MATERIAL FOR THIS EXERCISE:

-=-=-=-=-

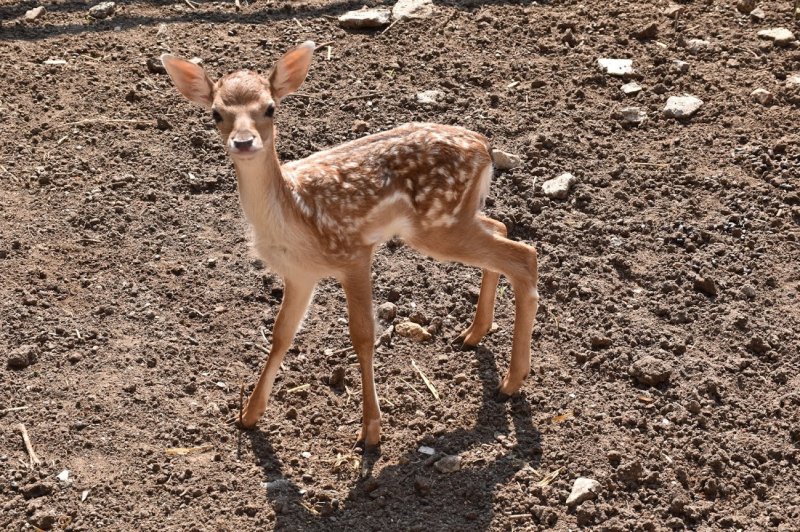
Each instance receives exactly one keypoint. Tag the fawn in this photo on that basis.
(324, 215)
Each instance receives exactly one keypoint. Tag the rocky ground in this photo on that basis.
(666, 353)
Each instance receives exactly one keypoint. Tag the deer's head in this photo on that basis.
(242, 103)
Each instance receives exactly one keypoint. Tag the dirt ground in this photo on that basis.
(131, 309)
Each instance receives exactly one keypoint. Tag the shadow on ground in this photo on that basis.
(404, 496)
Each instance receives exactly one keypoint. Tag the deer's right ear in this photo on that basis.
(190, 80)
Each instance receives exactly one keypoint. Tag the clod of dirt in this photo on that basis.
(649, 31)
(365, 19)
(758, 346)
(682, 106)
(404, 9)
(387, 311)
(779, 36)
(762, 96)
(583, 489)
(631, 89)
(422, 486)
(22, 357)
(599, 341)
(695, 46)
(336, 380)
(616, 67)
(630, 471)
(650, 370)
(429, 97)
(632, 115)
(412, 330)
(102, 10)
(34, 14)
(745, 6)
(705, 284)
(673, 10)
(154, 66)
(448, 464)
(758, 14)
(505, 161)
(43, 519)
(558, 188)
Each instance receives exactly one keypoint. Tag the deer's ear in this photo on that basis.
(190, 80)
(290, 71)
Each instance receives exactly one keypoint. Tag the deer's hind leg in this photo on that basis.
(484, 313)
(474, 244)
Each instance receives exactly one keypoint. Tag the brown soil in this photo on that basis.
(125, 274)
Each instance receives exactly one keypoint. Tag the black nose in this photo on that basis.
(243, 144)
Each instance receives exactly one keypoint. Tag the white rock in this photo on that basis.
(505, 161)
(583, 489)
(631, 89)
(758, 14)
(616, 67)
(682, 106)
(102, 10)
(762, 96)
(558, 188)
(448, 464)
(365, 19)
(696, 46)
(33, 14)
(780, 36)
(412, 9)
(633, 115)
(429, 97)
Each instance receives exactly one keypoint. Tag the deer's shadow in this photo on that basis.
(410, 494)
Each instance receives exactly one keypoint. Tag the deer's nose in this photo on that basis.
(243, 144)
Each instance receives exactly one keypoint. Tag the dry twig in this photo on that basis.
(34, 460)
(428, 383)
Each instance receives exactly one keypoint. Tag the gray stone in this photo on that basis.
(745, 6)
(696, 46)
(429, 97)
(682, 106)
(583, 489)
(102, 10)
(559, 187)
(448, 464)
(650, 370)
(34, 14)
(365, 19)
(412, 9)
(631, 89)
(21, 357)
(762, 96)
(633, 115)
(780, 36)
(616, 67)
(505, 161)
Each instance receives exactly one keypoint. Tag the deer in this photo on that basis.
(324, 216)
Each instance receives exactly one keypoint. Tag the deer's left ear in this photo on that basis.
(290, 71)
(190, 80)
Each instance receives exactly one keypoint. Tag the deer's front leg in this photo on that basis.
(358, 288)
(296, 296)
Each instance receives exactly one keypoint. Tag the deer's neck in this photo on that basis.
(262, 192)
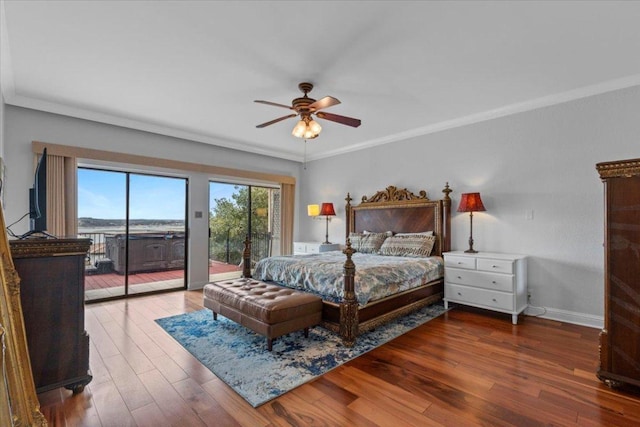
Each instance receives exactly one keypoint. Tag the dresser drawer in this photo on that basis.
(480, 297)
(495, 265)
(460, 262)
(498, 282)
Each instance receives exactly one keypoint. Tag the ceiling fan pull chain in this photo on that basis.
(304, 160)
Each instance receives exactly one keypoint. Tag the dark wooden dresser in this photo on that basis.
(620, 338)
(52, 294)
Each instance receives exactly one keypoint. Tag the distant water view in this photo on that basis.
(115, 226)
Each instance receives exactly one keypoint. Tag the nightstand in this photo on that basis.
(492, 281)
(301, 248)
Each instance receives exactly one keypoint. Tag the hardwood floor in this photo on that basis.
(465, 368)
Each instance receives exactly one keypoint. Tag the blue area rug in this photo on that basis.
(239, 357)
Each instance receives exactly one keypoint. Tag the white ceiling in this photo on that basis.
(192, 69)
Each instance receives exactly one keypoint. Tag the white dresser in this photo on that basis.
(301, 248)
(493, 281)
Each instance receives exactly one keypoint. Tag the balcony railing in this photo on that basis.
(227, 249)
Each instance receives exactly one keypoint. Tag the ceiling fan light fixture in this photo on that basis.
(307, 128)
(300, 129)
(315, 127)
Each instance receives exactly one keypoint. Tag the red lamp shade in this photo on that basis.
(470, 202)
(327, 209)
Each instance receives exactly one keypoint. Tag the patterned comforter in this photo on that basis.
(376, 276)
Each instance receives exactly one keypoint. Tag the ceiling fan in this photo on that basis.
(304, 106)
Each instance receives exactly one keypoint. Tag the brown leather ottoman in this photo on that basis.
(265, 308)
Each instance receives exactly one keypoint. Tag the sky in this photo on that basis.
(101, 194)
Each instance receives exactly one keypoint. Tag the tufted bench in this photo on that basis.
(265, 308)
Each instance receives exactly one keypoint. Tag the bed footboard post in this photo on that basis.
(446, 220)
(347, 214)
(246, 258)
(349, 304)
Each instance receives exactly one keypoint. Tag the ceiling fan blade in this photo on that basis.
(349, 121)
(325, 102)
(276, 120)
(275, 104)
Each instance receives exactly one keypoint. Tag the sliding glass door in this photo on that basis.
(138, 226)
(236, 211)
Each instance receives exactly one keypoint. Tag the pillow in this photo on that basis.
(367, 243)
(388, 233)
(411, 246)
(422, 233)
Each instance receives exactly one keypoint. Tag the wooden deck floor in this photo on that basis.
(465, 368)
(111, 280)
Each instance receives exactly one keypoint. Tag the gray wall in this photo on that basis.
(25, 125)
(541, 161)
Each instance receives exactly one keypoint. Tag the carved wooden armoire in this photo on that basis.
(620, 338)
(52, 294)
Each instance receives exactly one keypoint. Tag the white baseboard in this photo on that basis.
(573, 317)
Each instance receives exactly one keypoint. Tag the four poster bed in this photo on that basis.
(393, 232)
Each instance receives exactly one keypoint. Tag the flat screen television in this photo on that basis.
(38, 201)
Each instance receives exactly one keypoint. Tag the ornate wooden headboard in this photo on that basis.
(401, 211)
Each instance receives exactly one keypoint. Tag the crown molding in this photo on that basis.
(546, 101)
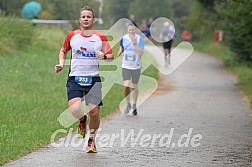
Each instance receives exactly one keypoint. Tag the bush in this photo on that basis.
(15, 34)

-=-=-=-=-

WHAT NEEDS TO BE DONE: Rewrite all of the records above, substituting "Mark" for every "Tag" and keeping everything else the same. Leave the pictures out of your answer.

SOLUTION TO THE PROBLEM:
Each instance receives exactly one keypoint. Mark the fawn in this photo on that basis.
(324, 215)
Each instance receives exactly one keypoint. Mark the rocky ground in this photo on that basis.
(666, 353)
Each instance receives exactly one keypoint. Mark the deer's head in this photo on that basis.
(242, 103)
Each instance receives exactly one keypoint. Mark the dirt ground in this photo on that basis.
(131, 309)
Each instance receives exactly one keypoint. Mark the shadow on ground in this photo on that basis.
(404, 496)
Each instance receives exactly one keypoint. Mark the deer's right ear in this photo on that basis.
(190, 80)
Each instance receives exactly one keypoint. Mark the clod of dirt in this photo on that basis.
(649, 31)
(365, 19)
(758, 346)
(682, 106)
(404, 9)
(387, 311)
(779, 36)
(762, 96)
(583, 489)
(631, 89)
(422, 486)
(22, 357)
(599, 341)
(695, 46)
(336, 380)
(616, 67)
(630, 471)
(650, 370)
(429, 97)
(632, 115)
(412, 330)
(102, 10)
(34, 14)
(745, 6)
(705, 284)
(673, 10)
(154, 66)
(448, 464)
(758, 14)
(505, 161)
(43, 519)
(558, 188)
Each instance receives exactly one keypoint. Mark the deer's ear in this photo on that basis.
(190, 80)
(290, 71)
Each instance receives exactly one keypoint. Mark the deer's hind leg in this photo on that basis.
(484, 313)
(474, 244)
Each instance receives exactly one keypoint. Mark the brown soil in this photo on that basis.
(125, 274)
Each instance receives exactly one keypoint. Mark the black nose in this photo on that basis.
(243, 144)
Each instance receives exactly one keypoint. Mark the white rock in this photo on that basis.
(505, 161)
(583, 489)
(631, 89)
(758, 14)
(616, 67)
(682, 106)
(102, 10)
(762, 96)
(558, 188)
(448, 464)
(365, 19)
(696, 46)
(33, 14)
(780, 36)
(412, 9)
(633, 115)
(429, 97)
Each instance receives exactly one keypoint. Mark the deer's shadow in this photo on that basis.
(410, 494)
Each instance receives exactly one keypoint. Mark the deer's nose in this photo on that basis.
(243, 144)
Each instance receives exactly one keypoint. Mark the dry twig in this photo on that basis.
(34, 460)
(428, 383)
Each instance receives exactly one keypoint. Mark the gray stone in this photo on that basis.
(745, 6)
(696, 46)
(429, 97)
(682, 106)
(583, 489)
(102, 10)
(559, 187)
(448, 464)
(650, 370)
(34, 14)
(365, 19)
(412, 9)
(631, 89)
(21, 357)
(762, 96)
(633, 115)
(780, 36)
(616, 67)
(505, 161)
Each instance receives exactly one keypoint. Mark the deer in this photo on that basis.
(324, 216)
Each instance receives exactly one keypoint. Mark the deer's left ear in this photo on that basis.
(290, 71)
(190, 80)
Each instance receives exactly one keypoint. Mark the deer's front leg in this photo on that basis.
(358, 288)
(296, 296)
Each instance receives exactly one keypoint. Mark the deer's neck in this photo on that basis.
(262, 192)
Each instance receives exactly one keypoint. Mark the dresser drawer in this photo on that basis.
(480, 297)
(495, 265)
(460, 262)
(498, 282)
Each instance receives exactly one keypoint. Mark the ceiling fan pull chain in this photo on that basis.
(304, 160)
Each instance receives exactly one keypoint. Mark the dark wooden dresser in this photo on that basis.
(620, 338)
(52, 294)
Each instance receives exactly one keypoint. Mark the distant water view in this photo on that basis.
(115, 226)
Each instance receives exactly one keypoint. Mark the nightstand in this photo on that basis.
(492, 281)
(301, 248)
Each instance receives exactly one keypoint. Mark the hardwood floor in this photo on that basis.
(465, 368)
Each instance receives exactly one keypoint. Mark the blue area rug in this photo on that basis.
(239, 357)
Each instance receives exactly one keypoint. Mark the white ceiling in this photo on that basis.
(192, 69)
Each instance receives exactly one keypoint. Mark the white dresser in this photo on that basis.
(301, 248)
(493, 281)
Each instance receives exactly one keypoint. Mark the balcony railing in this photo on that basis.
(227, 249)
Each instance receives exactly one keypoint. Mark the ceiling fan light fixture in this photo on that basis.
(307, 128)
(300, 129)
(315, 127)
Each instance receives exactly one keypoint. Mark the red lamp shade in this photo on that basis.
(470, 202)
(327, 209)
Each instance receives exactly one keypoint. Mark the patterned comforter in this photo on that basis.
(376, 276)
Each instance receives exactly one keypoint. Mark the ceiling fan in this photo on that basis.
(304, 106)
Each instance receives exactly one keypoint. Mark the brown leather ottoman in this photo on that basis.
(265, 308)
Each instance receives exactly one keypoint. Mark the sky in this photo on that basis.
(101, 194)
Each instance receives exactly one keypoint. Mark the tufted bench in this photo on that basis.
(265, 308)
Each instance receives exactly one keypoint. Mark the bed footboard post in this photo on that basis.
(446, 220)
(347, 214)
(246, 258)
(349, 304)
Each instance receives exactly one keypoint. Mark the ceiling fan blade in this photo on that basis.
(349, 121)
(325, 102)
(276, 120)
(275, 104)
Each instance receives exactly one keypoint. Mark the sliding glass door in this photo on that basis.
(138, 226)
(236, 211)
Each instance receives exactly one keypoint. Mark the pillow in this photo on that basis.
(367, 243)
(388, 233)
(411, 246)
(422, 233)
Each instance receives exactly one keypoint. Mark the wooden deck floor in this photo on that basis.
(465, 368)
(111, 280)
Each instance receives exactly one keypoint. Mark the gray wall in this photo on that basis.
(25, 125)
(541, 161)
Each instance receives exactly one keypoint. Mark the carved wooden armoire in this photo on that basis.
(620, 338)
(52, 294)
Each instance receives exactly one keypoint. Mark the white baseboard in this photo on that basis.
(573, 317)
Each instance receives exactly one keypoint. Mark the four poster bed in this photo on that basis.
(393, 232)
Each instance receives exactly one keypoint. Mark the flat screen television in this photo on that basis.
(38, 201)
Each instance receives exactly one keypoint. Mark the ornate wooden headboard in this photo on that basis.
(401, 211)
Each instance receives exactly one keypoint. Mark the crown molding in this photo on that basis.
(546, 101)
Each instance receives exactly one keypoint. Mark the bush in this photo on that basis.
(15, 34)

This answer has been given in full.